** TEXT SECTION **
§ §
Does drinking coffee regularly slashes diabetes risk by 50 per cent?
Coffee drinking exhibits both beneficial and aggravating health effects
Washington DC: Love drinking coffee? It may pay off as a new study has revealed that people who drink the beverage regularly are 50 percent less likely to develop Type 2 diabetes as compared to those who don't.
According to Demosthenes B. Panagiotakos, an extensive research has revealed that coffee drinking exhibits both beneficial and aggravating health effects.
The key maybe an inflammation-lowering effect of coffee.
Panagiotakos further said that an inverse relation between coffee intake and diabetes has been reported in many prospective studies whereas some have yielded insignificant results, the Globe and Mail reported.
In 2001 and 2002, the researchers analysed a random sample of more than 1,300 men and women age 18 years and older in Athens. They termed drinking less than 1.5 cups of coffee per day as "casual" coffee, and more than 1.5 cups a day as "habitual" drinking.
§ §
** TASKS TO CARRY OUT **
1 – In the coffee and diabetes article, how many cups of coffee a day did the researchers count as "habitual" drinking?
2 – Decide whether each statement agrees with the coffee and diabetes article, answering yes or no and quoting the words of the article that settle it.
(a) The new study found that regular coffee drinkers are 50 percent less likely to develop Type 2 diabetes.
(b) Every prospective study has reported an inverse relation between coffee intake and diabetes.
(c) The Athens sample was limited to people over 30.
3 – Please pick up the coffee and diabetes article after its last sentence and continue it.

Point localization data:
§ §
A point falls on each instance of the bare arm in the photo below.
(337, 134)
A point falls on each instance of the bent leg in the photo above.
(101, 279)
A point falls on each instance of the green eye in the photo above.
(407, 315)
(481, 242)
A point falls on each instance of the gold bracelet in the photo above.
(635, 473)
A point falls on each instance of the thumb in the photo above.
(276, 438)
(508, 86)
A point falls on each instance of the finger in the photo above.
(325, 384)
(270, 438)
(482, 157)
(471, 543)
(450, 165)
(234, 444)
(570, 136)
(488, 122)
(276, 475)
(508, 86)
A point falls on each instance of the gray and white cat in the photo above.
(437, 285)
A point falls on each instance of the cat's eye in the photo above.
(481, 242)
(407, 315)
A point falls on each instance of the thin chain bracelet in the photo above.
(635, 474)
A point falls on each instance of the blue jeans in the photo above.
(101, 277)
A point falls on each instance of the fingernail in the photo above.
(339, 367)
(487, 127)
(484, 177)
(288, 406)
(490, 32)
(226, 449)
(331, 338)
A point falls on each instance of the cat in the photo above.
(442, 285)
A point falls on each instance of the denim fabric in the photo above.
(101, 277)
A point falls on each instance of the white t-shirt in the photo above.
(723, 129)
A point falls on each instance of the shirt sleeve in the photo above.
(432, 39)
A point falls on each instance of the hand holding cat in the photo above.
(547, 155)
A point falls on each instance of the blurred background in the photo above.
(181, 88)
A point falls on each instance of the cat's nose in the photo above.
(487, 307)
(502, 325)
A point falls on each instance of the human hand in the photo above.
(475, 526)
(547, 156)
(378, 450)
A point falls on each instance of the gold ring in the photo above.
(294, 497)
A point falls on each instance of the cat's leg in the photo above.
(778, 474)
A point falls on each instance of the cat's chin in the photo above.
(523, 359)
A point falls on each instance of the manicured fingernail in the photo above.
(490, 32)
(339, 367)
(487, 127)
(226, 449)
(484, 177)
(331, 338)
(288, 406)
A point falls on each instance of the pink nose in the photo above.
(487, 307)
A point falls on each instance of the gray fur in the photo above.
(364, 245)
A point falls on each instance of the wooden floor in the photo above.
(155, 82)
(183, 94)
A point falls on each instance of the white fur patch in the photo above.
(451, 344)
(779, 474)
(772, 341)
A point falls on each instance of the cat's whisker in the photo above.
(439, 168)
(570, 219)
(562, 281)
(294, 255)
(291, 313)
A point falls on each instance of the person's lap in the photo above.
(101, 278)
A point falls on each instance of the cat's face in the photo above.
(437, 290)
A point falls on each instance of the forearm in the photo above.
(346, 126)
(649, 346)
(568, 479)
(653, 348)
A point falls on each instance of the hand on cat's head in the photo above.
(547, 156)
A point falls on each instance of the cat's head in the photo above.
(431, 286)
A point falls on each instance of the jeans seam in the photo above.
§ §
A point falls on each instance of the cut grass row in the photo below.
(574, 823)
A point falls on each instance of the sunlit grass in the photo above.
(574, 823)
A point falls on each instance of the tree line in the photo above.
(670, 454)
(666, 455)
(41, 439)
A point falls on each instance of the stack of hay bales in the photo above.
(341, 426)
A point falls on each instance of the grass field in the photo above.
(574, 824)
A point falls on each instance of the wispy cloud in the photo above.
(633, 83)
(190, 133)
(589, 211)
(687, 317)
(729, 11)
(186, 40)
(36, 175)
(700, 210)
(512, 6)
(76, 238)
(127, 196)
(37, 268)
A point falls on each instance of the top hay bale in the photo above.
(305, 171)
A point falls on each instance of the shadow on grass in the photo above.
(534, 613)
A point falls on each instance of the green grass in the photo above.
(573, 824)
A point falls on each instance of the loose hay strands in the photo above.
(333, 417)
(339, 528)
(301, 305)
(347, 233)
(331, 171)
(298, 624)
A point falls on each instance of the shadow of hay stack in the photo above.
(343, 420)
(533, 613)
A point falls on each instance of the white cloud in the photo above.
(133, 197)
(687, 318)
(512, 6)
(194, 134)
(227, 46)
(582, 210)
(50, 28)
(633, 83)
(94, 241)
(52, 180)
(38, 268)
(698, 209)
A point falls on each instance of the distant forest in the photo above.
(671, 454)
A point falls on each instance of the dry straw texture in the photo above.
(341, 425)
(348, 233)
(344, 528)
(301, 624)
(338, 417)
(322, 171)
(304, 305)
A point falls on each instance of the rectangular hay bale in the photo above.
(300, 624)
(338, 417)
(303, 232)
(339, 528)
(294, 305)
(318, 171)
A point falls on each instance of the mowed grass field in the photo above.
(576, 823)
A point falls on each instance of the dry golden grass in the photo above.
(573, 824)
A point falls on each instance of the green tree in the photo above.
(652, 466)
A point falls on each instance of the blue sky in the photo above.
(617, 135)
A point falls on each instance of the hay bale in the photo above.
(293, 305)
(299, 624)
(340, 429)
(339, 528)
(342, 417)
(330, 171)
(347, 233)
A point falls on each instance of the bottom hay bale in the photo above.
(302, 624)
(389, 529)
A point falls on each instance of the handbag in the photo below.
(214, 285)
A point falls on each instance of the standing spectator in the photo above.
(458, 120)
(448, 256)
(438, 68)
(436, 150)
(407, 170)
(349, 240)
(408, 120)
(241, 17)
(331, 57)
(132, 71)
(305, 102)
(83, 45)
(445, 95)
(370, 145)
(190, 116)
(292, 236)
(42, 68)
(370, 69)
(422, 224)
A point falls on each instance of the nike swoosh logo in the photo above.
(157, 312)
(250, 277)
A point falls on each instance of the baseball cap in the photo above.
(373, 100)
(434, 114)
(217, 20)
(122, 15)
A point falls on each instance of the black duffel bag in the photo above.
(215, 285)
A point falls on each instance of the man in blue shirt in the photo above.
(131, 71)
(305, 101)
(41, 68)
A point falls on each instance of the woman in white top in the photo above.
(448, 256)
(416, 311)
§ §
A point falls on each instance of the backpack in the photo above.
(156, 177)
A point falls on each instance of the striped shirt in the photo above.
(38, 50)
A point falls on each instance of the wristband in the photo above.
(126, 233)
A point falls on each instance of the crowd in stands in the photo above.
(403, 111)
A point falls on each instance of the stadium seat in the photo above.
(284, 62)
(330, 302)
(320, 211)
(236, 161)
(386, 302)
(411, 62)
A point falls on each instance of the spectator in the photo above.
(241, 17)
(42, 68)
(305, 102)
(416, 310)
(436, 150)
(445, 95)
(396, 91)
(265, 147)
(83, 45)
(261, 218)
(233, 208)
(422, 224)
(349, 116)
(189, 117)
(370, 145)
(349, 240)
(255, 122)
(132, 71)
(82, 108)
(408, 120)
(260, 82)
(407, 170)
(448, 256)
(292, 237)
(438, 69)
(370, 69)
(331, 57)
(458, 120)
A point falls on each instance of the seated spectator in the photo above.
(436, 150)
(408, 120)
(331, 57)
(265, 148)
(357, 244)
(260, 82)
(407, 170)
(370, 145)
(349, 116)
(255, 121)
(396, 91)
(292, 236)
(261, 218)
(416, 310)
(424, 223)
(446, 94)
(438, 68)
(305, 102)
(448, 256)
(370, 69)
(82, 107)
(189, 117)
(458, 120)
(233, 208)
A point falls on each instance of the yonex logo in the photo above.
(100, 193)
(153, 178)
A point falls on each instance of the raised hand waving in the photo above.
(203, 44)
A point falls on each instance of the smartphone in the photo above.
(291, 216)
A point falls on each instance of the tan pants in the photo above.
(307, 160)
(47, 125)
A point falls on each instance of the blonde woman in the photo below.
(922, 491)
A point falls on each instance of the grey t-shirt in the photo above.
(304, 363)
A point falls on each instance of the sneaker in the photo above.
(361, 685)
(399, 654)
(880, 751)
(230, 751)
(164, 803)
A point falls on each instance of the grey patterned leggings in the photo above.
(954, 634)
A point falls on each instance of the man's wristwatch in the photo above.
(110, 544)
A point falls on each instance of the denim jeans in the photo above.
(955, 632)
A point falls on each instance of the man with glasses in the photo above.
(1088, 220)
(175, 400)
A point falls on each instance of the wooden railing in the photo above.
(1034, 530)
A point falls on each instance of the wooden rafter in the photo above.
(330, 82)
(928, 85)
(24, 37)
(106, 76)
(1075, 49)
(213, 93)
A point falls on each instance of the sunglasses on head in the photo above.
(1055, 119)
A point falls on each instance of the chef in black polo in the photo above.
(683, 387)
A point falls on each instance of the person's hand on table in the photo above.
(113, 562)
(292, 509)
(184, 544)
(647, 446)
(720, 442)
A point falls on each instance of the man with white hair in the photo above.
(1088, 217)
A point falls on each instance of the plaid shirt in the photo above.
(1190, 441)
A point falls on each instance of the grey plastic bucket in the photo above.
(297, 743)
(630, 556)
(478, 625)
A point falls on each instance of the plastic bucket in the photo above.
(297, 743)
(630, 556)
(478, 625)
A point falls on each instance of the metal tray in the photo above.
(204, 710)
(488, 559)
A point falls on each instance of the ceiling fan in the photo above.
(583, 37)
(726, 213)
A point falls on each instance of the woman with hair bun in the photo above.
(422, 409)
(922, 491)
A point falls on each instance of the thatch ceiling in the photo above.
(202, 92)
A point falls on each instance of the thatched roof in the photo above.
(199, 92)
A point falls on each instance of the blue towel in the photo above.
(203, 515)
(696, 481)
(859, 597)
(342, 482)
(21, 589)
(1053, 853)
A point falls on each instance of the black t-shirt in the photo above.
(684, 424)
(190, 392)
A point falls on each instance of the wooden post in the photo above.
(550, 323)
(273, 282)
§ §
** RESPONSES TO THE TASKS **
1 – More than 1.5 cups a day.

2 –
(a) Yes: "people who drink the beverage regularly are 50 percent less likely to develop Type 2 diabetes as compared to those who don't"
(b) No: "whereas some have yielded insignificant results"
(c) No: "men and women age 18 years and older"

3 –
Ten years later, 191 people had developed diabetes, including 13 per cent of the men and 12 per cent of the women in the original group.
54 per cent of people who reported higher coffee consumption had lower likelihoods of developing diabetes compared with non-coffee drinkers, even after smoking, high blood pressure, family history of diabetes and intake of other caffeinated beverages was taken in consideration.
The authors explained that levels of serum amyloid, one of the inflammatory markers in the blood, seemed to explain some of the relationship between coffee and diabetes.
The research is reported in the European Journal of Clinical Nutrition.